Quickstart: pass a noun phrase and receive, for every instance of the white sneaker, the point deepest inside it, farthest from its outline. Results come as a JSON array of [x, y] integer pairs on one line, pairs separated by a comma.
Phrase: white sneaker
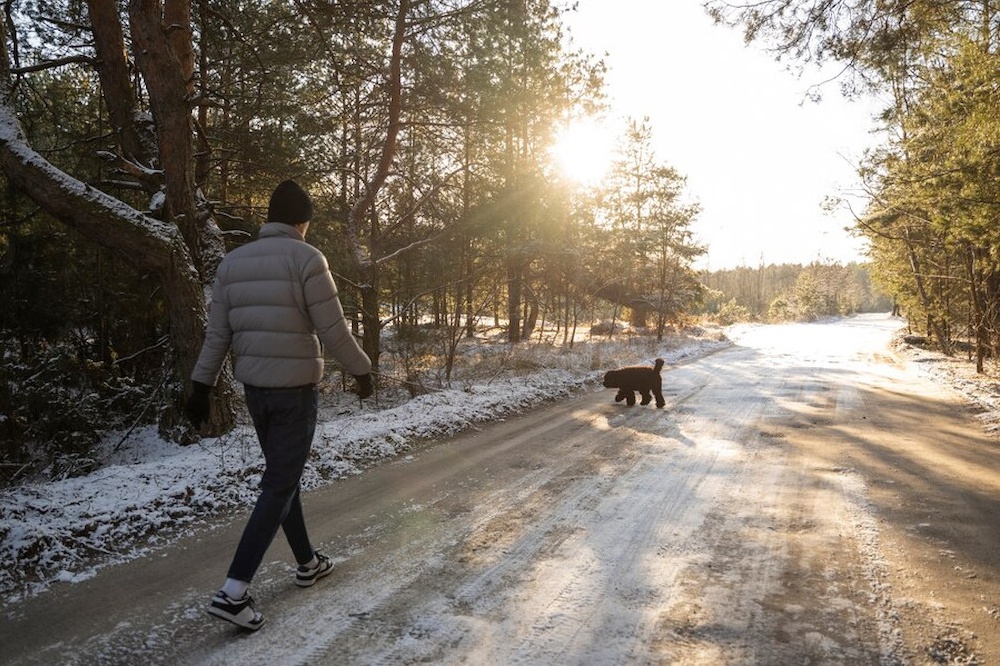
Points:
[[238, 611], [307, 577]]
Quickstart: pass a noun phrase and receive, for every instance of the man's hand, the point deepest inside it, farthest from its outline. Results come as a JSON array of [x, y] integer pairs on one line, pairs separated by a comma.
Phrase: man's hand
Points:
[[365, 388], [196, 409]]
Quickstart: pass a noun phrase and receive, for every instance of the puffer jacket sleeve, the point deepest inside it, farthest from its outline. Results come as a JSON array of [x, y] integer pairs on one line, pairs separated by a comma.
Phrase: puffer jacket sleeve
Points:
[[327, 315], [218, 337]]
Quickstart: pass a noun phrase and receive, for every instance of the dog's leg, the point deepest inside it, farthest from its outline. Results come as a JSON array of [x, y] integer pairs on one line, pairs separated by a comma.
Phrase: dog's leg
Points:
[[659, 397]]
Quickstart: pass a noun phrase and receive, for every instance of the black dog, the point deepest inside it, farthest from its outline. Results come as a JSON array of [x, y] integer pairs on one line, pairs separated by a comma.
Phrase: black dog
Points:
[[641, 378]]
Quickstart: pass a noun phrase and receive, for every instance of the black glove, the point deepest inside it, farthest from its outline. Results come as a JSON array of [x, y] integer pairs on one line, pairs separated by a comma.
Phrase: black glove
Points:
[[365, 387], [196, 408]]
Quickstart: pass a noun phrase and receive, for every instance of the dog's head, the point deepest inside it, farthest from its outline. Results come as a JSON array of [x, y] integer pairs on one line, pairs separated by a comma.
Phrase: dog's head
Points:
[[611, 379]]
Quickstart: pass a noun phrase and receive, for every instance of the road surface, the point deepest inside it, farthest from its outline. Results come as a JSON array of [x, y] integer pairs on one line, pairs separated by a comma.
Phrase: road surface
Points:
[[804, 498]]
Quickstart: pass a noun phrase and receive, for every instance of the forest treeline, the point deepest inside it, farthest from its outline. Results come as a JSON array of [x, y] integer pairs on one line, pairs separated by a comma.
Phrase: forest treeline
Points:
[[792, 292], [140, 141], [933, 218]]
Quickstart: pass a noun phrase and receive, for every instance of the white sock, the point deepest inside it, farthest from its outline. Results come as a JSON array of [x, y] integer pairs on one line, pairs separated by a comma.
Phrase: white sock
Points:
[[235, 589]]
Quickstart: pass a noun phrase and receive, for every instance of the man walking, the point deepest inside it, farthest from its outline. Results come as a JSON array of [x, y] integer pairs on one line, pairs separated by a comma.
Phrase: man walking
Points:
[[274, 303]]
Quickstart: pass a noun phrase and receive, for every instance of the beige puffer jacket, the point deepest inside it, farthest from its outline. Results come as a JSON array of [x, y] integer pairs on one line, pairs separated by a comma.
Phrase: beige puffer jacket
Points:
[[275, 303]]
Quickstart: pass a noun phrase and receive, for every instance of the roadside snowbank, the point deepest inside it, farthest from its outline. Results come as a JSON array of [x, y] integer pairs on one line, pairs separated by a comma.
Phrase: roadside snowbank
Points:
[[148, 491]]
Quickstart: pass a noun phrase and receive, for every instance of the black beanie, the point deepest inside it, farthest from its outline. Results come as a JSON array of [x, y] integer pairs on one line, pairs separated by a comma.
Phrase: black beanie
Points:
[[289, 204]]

★ ★ ★ ★ ★ ★ ★

Aim of the task:
Each line in the data where the string "beige" occurs should be identified and copied.

Output for this task:
Quickstart: pass a noun phrase and receive, for every instance of the beige puffer jacket, the point deepest inside it, farthest from its outline. Results come as a JSON array of [x, y] integer pairs on one line, pairs separated by a comma.
Phrase: beige puffer jacket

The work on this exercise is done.